— REQUIREMENT —
Give an exact copy of every entry.

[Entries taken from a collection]
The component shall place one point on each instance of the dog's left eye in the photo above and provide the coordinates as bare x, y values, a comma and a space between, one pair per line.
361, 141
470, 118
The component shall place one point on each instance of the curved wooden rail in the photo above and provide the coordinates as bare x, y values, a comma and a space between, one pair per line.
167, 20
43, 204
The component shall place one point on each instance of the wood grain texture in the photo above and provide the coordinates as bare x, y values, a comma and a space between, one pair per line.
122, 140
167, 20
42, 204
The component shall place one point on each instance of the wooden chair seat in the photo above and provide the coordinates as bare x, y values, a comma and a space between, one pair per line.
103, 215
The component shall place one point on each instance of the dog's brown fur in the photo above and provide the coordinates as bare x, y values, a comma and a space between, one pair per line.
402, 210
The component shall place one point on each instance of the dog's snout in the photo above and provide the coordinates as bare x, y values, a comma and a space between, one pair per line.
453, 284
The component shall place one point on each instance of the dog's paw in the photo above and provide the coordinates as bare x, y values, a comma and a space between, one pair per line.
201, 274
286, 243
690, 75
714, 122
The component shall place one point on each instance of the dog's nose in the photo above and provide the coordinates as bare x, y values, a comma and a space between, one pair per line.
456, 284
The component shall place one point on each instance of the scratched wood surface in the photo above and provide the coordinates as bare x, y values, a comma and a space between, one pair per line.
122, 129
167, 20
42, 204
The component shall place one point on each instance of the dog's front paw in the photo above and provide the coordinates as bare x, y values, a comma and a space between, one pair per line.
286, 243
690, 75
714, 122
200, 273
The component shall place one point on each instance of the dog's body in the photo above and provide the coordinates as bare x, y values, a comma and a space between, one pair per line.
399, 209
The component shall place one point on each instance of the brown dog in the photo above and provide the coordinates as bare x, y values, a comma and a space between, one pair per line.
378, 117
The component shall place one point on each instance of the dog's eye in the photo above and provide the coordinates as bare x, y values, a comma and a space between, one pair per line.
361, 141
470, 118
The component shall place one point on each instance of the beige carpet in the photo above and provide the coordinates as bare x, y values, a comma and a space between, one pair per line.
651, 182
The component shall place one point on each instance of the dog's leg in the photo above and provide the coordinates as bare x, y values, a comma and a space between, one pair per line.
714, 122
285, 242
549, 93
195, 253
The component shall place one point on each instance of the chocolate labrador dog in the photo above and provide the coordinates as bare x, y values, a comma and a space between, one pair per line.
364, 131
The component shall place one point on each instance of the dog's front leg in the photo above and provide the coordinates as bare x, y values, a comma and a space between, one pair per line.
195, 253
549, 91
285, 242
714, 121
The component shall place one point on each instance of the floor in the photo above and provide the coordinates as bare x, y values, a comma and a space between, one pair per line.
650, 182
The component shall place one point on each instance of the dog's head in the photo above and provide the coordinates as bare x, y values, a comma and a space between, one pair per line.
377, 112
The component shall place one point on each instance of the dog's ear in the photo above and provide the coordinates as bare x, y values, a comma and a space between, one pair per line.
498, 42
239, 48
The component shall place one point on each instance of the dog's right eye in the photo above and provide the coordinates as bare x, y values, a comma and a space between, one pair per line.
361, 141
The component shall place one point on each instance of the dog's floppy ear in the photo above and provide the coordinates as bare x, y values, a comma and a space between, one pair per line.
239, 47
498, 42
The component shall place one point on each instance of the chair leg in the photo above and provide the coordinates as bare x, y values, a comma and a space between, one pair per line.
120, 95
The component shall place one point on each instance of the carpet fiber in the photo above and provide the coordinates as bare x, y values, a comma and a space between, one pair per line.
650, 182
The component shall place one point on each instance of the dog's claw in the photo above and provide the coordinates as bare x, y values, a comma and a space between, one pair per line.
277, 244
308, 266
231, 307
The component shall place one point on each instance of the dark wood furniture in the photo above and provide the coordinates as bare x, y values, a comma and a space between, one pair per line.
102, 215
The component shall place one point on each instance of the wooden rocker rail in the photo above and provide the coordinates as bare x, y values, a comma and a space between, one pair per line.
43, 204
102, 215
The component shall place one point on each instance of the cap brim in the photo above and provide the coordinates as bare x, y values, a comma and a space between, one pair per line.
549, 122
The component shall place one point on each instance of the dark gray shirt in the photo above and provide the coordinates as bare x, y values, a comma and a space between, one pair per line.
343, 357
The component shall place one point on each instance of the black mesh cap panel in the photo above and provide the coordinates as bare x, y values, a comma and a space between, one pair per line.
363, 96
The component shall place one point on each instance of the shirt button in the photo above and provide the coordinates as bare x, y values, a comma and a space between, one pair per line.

— FINISHED EXERCISE —
The component shall place one point on each instance of the dog's left eye in the photo above and provide the coordinates as bare x, y values, a comma and a space between, one pair per line.
361, 141
470, 118
The component shall place one point on each instance of the curved wooden rail in the photo above and provide the coordinates as bare x, y values, a comma and a space between, one pair per line.
167, 20
43, 204
The component shall place one point on each instance of the wood grain texture in the photo above and provide the coordinates as bare x, y values, a comma and a space between, one pair per line.
122, 140
167, 20
42, 204
The component shall place one point on each instance of the wooden chair seat in the photo above and provide the coordinates as bare x, y values, a comma and a space between, one pair per line.
103, 215
The component shall place one point on each instance of the dog's brown fur in the photo above and provide the coordinates as bare x, y values, a comma and a space between, one pair per line.
402, 210
The component shall place one point on each instance of the dog's snout in the photo above and provide the coordinates as bare x, y values, a comma and a space between, one pair per line.
453, 284
The component shall place one point on each instance of the dog's paw in the photo above and provide the coordinates as bare x, y values, a comma and a space between, one pair per line.
201, 274
286, 243
690, 75
714, 122
The component shall place one point on each instance of the dog's nose in the photo above and provide the coordinates as bare x, y values, a comma and a space between, one pair per line.
456, 284
The component shall place one point on each instance of the scratched wood surface in the photo above and provide the coordinates as bare x, y values, a comma and a space between, one pair per line.
122, 129
167, 20
42, 204
The component shall place one point on each instance of the dog's front paw in the photo above and provide the coordinates as bare x, y values, a comma and a space between, one pair per line.
286, 243
690, 75
714, 122
200, 273
The component shall place one point on each instance of the dog's body in the photo above and provide the coordinates as bare x, y values, a comma and a space between, one pair per line.
399, 209
The component shall place one point on each instance of the brown dog in the photo above and provide the coordinates as bare x, y values, a comma and a space between, one pair per line.
378, 117
The component shall place one point on each instance of the dog's eye in the photo above and provide the coordinates as bare x, y values, a comma and a space between, one pair per line.
361, 141
470, 118
The component shall place one point on each instance of the beige carpet in the photo above and provide the coordinates as bare x, y values, a comma and a space between, one pair per line.
651, 182
The component shall place one point on each instance of the dog's leg in the photo above and provide the coordinates as bare x, y values, a comma and a space between, one pair per line.
714, 122
285, 242
549, 93
195, 253
The component shall place one point on each instance of the chocolate labrador dog in the photo above and provide the coordinates as bare x, y values, a comma and a space between, one pair per line.
364, 131
The component shall place one point on each instance of the dog's front leg in the photo above and provide the coordinates as bare x, y values, a comma and a space between, one pair per line.
195, 253
549, 91
285, 242
714, 121
The component shall place one point on each instance of the floor in the photo above and provide the coordinates as bare x, y values, a comma and a space between, one pair per line.
650, 182
The component shall place one point on each instance of the dog's head in the photo above and provide the coordinates as bare x, y values, a comma and a space between, one pair per line.
377, 112
The component shall place one point on each instance of the dog's ear in the photo above and provide the coordinates as bare x, y values, a comma and a space between, one pair per line.
498, 42
239, 48
The component shall place one point on each instance of the dog's right eye in the photo above and provide the coordinates as bare x, y values, a comma and a space between, one pair per line.
361, 141
The component shall place one point on each instance of the dog's floppy ear in the photo above and provide the coordinates as bare x, y values, a comma and a space between, one pair per line.
239, 47
498, 42
The component shall place one point on each instance of the chair leg in the photo above and provide the coordinates as bare x, y values, a comma and a space between, one pair per line.
120, 95
The component shall place one point on each instance of the carpet fiber in the photo above and provide the coordinates as bare x, y values, a comma and a space between, one pair per line.
650, 182
The component shall place one point on each instance of the dog's claw in the photo above and provide the coordinates as bare x, y values, a comma and a space between, one pair per line.
277, 244
308, 266
231, 307
The component shall place one point on each instance of the dark wood furniture in the photo above and provide the coordinates as bare x, y values, a comma and a space between, one pair per line.
102, 215
The component shall place one point on each instance of the wooden rocker rail in the photo above and provide the coordinates as bare x, y values, a comma and a space between, one pair per line.
43, 204
102, 215
The component shall place one point on each instance of the cap brim in the photo above and provide the coordinates as bare x, y values, a comma and a space between, one pair per line.
549, 122
The component shall place one point on each instance of the dark gray shirt in the photo above and provide the coordinates as bare x, y values, a comma and a space between, one pair per line.
343, 357
The component shall place one point on each instance of the black mesh cap panel in the photo above and provide the coordinates as bare x, y values, a comma and a space between, one pair per line.
363, 96
The component shall place one point on each instance of the shirt button in the photo above and provide the coordinates as bare x, y values, a comma and a space between, one pair per line.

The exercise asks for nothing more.